== Exercise goal ==
Rewrite the lines from the beginning through the line containing "(114, 102), (128, 147)", changing "blue shirt" to "green shirt" and keeping everything else the same. Return only those lines.

== Records for the task ==
----
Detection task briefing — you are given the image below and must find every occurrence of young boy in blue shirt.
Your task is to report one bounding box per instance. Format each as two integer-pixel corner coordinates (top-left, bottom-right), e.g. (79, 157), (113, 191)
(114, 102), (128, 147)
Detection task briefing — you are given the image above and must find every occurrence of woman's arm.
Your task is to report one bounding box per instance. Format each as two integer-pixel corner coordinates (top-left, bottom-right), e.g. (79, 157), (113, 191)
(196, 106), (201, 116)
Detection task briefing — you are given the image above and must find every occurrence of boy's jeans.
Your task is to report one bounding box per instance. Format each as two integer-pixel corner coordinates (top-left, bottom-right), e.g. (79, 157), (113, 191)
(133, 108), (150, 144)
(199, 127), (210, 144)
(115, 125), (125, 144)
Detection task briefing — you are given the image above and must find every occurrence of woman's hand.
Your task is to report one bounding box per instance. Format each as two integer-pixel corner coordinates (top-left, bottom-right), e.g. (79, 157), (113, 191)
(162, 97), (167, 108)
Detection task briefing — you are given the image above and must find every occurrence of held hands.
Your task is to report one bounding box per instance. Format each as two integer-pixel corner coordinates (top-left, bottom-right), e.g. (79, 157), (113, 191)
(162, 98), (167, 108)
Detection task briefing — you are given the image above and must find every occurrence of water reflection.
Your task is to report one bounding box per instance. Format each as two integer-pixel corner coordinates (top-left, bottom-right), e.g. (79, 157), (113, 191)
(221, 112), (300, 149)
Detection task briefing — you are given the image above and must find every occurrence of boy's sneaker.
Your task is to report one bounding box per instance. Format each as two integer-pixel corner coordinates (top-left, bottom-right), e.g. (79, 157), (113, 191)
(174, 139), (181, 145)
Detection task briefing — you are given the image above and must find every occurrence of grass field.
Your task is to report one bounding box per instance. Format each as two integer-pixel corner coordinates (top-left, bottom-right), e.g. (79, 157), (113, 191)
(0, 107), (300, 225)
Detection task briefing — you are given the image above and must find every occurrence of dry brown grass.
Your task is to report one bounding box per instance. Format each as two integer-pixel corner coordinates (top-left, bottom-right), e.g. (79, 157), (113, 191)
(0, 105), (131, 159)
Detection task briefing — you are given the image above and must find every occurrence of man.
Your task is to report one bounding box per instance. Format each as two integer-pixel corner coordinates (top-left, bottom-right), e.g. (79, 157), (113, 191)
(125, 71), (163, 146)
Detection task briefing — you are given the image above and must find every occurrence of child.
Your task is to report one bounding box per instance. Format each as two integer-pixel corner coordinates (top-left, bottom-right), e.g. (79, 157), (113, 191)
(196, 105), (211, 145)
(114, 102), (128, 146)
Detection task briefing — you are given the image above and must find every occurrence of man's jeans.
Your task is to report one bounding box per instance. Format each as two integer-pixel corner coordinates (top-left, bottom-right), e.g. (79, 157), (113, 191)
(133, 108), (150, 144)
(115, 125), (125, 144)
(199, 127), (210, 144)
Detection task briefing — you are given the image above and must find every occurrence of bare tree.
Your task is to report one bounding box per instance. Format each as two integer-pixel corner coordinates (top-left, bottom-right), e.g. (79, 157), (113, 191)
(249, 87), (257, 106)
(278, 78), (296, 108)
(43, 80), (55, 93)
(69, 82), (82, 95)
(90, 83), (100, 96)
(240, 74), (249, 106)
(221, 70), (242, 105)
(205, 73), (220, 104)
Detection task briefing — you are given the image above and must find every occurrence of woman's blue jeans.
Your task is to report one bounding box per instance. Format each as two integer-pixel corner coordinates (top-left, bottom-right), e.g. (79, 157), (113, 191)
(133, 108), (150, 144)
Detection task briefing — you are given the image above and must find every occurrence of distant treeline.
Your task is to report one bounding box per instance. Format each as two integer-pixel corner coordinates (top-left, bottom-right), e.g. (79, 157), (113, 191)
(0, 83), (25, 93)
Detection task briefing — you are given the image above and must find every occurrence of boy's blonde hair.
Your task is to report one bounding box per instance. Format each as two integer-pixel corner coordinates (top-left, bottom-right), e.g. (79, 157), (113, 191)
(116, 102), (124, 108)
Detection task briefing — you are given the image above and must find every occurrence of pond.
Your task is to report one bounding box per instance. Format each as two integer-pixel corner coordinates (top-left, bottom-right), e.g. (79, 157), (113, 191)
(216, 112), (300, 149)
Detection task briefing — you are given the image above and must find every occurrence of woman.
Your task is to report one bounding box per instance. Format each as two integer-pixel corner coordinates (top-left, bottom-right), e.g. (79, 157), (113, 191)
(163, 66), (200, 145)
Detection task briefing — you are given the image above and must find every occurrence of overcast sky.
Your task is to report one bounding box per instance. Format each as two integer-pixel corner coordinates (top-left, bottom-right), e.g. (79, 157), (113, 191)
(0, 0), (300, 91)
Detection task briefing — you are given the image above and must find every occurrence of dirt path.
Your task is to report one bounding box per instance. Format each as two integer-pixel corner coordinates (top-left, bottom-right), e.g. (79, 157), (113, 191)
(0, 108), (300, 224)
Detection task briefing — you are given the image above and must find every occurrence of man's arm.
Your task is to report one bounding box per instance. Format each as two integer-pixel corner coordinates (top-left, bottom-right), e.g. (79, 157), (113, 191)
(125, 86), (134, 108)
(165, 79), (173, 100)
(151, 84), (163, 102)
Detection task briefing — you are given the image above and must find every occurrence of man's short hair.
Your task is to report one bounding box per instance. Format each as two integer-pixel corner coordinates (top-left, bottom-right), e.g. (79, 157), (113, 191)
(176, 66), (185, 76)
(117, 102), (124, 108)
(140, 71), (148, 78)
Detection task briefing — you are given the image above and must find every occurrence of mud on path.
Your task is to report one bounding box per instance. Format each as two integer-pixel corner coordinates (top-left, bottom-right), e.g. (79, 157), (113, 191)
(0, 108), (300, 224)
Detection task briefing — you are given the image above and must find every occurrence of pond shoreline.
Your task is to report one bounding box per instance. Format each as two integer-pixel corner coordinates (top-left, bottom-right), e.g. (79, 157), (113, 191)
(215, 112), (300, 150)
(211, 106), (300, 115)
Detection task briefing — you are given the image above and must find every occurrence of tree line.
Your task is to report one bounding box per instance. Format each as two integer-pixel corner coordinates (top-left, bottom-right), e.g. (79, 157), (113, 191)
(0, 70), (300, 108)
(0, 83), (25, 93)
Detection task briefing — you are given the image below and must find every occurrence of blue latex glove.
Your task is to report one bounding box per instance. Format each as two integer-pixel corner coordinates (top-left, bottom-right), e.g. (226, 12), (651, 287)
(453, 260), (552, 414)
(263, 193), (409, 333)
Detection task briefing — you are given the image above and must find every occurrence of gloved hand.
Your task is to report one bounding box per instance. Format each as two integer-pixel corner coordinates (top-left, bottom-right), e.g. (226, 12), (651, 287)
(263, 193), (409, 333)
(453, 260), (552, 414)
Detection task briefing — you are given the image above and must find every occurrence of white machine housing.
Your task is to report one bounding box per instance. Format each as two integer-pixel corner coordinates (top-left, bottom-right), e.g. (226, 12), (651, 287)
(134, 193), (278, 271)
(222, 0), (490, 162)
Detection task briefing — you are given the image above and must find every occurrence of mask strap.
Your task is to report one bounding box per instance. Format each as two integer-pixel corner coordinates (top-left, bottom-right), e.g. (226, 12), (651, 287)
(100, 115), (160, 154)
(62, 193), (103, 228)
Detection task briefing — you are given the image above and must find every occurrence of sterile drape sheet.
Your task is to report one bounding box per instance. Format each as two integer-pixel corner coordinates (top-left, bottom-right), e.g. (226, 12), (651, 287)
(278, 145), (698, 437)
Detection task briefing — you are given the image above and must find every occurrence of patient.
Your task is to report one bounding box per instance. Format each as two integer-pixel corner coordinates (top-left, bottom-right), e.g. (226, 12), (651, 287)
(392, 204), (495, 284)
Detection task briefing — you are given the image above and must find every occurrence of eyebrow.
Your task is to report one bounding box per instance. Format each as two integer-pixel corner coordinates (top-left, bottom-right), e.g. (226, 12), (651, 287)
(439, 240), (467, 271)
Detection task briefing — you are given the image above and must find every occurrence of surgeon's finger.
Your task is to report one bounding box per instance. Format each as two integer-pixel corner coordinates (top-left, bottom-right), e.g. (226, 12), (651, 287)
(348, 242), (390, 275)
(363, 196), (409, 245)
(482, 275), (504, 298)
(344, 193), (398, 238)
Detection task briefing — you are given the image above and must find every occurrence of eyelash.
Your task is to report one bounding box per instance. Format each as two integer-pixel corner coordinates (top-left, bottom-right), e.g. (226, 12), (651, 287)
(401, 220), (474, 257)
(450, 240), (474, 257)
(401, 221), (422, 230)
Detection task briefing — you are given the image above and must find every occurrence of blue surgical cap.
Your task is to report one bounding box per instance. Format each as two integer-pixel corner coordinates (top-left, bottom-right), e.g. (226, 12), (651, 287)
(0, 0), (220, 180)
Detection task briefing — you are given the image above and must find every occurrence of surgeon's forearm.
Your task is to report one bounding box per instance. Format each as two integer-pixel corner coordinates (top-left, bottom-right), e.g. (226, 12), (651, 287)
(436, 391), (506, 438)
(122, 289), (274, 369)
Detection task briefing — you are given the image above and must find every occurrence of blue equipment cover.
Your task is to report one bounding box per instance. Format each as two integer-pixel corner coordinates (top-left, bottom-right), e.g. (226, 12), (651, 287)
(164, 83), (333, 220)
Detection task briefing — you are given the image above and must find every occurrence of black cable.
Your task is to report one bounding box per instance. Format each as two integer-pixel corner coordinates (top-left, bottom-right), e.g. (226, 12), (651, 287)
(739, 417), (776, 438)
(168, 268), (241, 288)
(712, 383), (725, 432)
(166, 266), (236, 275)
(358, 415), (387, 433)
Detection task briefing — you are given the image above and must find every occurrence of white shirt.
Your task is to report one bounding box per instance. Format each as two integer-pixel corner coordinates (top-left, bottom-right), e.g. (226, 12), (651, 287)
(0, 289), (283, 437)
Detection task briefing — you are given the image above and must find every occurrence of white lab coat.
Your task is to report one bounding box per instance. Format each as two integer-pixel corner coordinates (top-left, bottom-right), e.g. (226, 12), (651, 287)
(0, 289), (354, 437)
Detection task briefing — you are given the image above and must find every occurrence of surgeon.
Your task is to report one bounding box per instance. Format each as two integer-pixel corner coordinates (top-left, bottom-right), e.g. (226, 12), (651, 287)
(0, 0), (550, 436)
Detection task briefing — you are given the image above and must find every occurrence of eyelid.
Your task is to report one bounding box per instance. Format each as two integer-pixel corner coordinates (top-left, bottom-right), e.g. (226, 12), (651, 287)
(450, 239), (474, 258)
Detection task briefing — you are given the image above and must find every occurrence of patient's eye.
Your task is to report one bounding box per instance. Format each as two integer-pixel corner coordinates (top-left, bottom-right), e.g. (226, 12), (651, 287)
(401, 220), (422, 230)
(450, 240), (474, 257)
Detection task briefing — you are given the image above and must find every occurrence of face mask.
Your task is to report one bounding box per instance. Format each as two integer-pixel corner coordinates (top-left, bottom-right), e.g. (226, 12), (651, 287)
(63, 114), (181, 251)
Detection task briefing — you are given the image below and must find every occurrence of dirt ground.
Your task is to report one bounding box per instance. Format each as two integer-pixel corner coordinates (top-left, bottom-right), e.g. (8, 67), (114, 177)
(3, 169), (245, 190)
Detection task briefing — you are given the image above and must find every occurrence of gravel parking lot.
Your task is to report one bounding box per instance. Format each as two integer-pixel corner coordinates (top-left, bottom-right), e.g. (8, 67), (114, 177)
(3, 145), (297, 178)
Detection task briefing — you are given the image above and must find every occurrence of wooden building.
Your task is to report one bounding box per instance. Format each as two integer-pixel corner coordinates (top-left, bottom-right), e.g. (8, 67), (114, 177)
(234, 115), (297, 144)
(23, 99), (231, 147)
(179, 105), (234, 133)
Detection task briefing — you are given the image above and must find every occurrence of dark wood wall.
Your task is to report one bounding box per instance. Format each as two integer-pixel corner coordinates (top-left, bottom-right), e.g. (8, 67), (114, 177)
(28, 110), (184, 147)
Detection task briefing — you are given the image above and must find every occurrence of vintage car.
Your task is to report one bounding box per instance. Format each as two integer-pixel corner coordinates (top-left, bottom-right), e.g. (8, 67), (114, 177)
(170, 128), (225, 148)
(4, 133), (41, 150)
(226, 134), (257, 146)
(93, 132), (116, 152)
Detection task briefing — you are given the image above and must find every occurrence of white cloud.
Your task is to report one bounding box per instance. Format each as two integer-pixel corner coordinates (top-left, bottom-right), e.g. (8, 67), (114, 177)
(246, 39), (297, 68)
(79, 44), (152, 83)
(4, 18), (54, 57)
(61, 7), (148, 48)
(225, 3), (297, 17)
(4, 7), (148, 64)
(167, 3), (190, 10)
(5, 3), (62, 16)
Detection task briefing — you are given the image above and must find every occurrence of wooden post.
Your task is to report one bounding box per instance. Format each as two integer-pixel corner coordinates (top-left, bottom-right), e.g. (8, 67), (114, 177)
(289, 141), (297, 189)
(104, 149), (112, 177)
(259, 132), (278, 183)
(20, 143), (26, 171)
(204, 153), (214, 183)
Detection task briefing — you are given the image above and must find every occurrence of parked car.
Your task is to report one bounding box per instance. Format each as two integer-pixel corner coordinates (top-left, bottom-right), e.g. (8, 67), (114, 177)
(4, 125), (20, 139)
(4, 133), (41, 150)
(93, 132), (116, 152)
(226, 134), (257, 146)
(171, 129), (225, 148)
----
== The answer ==
Detection task briefing — you are given the image below and must find every occurrence of young boy in green shirt.
Your task is to report one bounding box per instance. Format each as two integer-pixel corner coordinates (top-left, bottom-right), e.g. (79, 157), (113, 191)
(114, 102), (128, 147)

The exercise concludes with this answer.